(Objective) List every line in the entries below that contains the word "green", reproducing each line in full.
□ □ □ □ □ □ □
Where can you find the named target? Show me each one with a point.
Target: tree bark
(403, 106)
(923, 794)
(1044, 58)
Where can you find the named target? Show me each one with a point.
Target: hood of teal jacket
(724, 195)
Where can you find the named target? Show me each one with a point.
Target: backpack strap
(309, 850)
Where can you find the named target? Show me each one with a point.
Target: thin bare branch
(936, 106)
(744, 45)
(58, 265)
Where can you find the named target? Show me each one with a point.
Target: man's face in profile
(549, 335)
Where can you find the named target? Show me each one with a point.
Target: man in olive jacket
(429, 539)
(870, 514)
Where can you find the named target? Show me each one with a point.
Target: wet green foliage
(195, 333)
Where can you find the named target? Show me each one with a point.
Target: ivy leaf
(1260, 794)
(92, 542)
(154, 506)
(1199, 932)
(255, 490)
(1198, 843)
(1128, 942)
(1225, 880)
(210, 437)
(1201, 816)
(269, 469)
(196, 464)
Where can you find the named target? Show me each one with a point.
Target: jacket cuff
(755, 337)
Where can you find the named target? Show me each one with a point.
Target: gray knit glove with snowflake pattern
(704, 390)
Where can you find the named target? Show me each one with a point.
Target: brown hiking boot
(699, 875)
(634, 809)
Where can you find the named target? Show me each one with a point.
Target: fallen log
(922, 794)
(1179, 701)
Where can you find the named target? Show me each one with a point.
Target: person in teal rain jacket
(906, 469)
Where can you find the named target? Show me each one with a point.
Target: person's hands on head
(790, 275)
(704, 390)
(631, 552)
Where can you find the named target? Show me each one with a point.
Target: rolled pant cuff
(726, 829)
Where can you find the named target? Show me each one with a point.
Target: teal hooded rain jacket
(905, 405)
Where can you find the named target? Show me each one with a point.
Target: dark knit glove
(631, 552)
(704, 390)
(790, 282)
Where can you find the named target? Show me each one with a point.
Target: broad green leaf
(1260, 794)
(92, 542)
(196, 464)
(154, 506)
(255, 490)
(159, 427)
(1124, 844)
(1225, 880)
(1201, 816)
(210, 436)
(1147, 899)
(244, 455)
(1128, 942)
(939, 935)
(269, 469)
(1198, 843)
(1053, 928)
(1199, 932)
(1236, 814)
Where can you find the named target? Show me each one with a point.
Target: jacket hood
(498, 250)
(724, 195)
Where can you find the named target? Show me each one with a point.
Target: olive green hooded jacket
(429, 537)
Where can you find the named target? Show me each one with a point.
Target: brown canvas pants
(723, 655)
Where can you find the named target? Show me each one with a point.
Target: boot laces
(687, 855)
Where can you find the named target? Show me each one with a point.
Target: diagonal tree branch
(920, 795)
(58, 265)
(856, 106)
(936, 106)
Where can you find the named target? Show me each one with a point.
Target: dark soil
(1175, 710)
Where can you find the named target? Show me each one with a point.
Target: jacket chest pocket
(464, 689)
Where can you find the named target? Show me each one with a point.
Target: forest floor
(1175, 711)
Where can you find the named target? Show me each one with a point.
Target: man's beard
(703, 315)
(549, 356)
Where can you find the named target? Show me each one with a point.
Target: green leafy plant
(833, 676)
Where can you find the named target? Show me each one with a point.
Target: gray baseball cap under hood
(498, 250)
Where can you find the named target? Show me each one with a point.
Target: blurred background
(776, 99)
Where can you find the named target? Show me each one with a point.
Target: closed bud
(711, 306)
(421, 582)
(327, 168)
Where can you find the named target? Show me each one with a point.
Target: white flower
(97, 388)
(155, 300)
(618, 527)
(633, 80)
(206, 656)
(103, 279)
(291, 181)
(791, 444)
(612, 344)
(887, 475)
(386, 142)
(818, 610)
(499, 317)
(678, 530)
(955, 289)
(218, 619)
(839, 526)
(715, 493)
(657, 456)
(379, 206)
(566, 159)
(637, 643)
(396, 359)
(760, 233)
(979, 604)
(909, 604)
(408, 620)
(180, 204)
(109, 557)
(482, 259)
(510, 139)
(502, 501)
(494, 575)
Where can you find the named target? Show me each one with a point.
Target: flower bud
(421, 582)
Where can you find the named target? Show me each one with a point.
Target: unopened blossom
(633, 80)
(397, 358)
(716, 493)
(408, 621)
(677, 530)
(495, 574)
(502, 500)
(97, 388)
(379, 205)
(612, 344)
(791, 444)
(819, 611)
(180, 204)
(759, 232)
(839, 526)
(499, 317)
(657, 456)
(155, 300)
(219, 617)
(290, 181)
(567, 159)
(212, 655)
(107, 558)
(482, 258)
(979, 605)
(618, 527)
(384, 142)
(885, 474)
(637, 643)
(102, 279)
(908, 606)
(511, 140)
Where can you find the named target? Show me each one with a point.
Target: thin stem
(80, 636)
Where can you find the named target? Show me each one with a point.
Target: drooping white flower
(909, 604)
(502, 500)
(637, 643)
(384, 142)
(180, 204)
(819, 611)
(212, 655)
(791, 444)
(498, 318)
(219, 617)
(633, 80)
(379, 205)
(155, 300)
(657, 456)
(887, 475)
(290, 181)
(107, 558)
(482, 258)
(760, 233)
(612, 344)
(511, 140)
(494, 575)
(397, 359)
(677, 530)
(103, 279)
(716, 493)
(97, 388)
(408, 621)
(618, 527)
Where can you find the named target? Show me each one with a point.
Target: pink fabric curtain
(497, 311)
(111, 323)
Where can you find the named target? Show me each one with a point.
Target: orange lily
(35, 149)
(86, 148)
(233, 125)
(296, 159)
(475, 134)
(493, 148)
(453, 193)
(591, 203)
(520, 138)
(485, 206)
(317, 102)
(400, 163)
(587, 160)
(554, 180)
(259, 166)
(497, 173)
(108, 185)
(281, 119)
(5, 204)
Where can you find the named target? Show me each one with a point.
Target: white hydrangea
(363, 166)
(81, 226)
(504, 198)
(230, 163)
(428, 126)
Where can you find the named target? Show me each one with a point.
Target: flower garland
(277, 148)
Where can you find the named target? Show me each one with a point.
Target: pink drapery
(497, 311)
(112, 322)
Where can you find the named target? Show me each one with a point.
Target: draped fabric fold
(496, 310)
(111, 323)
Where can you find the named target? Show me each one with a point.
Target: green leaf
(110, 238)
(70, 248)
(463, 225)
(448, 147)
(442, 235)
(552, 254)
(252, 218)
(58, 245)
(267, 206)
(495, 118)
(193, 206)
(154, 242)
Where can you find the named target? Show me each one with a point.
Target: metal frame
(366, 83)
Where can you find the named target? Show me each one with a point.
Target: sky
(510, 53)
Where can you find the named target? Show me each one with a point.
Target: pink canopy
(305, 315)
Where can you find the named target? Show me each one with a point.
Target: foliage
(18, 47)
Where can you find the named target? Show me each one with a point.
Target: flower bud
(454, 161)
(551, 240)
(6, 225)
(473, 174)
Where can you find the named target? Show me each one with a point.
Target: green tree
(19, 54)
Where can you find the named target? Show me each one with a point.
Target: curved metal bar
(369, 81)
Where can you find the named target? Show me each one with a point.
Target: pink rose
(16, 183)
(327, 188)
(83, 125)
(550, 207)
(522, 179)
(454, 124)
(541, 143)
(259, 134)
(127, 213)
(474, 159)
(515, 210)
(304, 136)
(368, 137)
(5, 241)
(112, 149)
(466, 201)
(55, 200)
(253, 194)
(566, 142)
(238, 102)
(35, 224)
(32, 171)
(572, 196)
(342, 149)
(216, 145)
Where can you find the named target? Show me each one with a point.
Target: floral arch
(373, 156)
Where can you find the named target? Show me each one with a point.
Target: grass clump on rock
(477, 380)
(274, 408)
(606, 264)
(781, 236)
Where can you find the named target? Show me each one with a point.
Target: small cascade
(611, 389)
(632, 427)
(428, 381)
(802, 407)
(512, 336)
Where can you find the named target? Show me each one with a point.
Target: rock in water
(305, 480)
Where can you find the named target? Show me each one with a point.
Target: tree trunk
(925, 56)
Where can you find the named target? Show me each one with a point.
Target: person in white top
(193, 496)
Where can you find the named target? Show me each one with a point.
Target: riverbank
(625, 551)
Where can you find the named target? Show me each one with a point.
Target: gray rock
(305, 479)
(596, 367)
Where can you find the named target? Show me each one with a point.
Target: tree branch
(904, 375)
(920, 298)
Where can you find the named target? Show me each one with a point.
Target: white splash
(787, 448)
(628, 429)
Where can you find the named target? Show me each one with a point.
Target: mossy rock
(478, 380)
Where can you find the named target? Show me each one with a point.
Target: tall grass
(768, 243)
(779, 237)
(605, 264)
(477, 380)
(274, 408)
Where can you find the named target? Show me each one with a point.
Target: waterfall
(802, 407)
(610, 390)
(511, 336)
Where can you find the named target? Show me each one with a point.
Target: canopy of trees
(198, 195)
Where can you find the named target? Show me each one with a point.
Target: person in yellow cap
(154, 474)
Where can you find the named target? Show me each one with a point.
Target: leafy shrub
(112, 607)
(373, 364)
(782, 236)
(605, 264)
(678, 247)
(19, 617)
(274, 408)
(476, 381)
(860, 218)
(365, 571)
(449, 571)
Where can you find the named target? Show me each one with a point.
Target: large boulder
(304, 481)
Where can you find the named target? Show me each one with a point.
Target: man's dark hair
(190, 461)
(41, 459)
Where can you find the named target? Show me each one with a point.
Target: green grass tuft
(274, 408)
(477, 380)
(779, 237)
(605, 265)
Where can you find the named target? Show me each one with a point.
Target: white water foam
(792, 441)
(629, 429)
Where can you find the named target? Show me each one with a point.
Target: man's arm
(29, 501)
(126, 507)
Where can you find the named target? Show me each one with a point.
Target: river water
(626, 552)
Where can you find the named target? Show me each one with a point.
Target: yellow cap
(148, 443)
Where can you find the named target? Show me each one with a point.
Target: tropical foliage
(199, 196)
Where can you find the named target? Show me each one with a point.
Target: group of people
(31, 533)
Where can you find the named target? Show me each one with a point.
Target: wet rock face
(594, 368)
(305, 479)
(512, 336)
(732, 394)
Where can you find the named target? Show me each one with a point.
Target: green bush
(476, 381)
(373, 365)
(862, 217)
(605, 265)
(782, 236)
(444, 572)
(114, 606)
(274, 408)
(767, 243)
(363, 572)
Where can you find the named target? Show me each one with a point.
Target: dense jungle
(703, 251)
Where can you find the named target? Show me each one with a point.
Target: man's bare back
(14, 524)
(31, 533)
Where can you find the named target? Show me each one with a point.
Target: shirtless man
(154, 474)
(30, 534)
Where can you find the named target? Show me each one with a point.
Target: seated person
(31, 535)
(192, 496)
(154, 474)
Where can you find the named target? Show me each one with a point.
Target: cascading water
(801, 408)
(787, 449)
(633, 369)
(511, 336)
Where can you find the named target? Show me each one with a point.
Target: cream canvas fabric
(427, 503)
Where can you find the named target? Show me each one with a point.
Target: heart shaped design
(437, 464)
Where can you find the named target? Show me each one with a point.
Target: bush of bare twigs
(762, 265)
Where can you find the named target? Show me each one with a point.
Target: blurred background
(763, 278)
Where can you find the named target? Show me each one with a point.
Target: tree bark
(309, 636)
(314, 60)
□ □ □ □ □ □ □
(Worked answer)
Target: wet green foliage
Target: broad green leaf
Target: olive green hooded jacket
Target: green leafy plant
Target: green leaf
Target: green tree
Target: green grass tuft
Target: green bush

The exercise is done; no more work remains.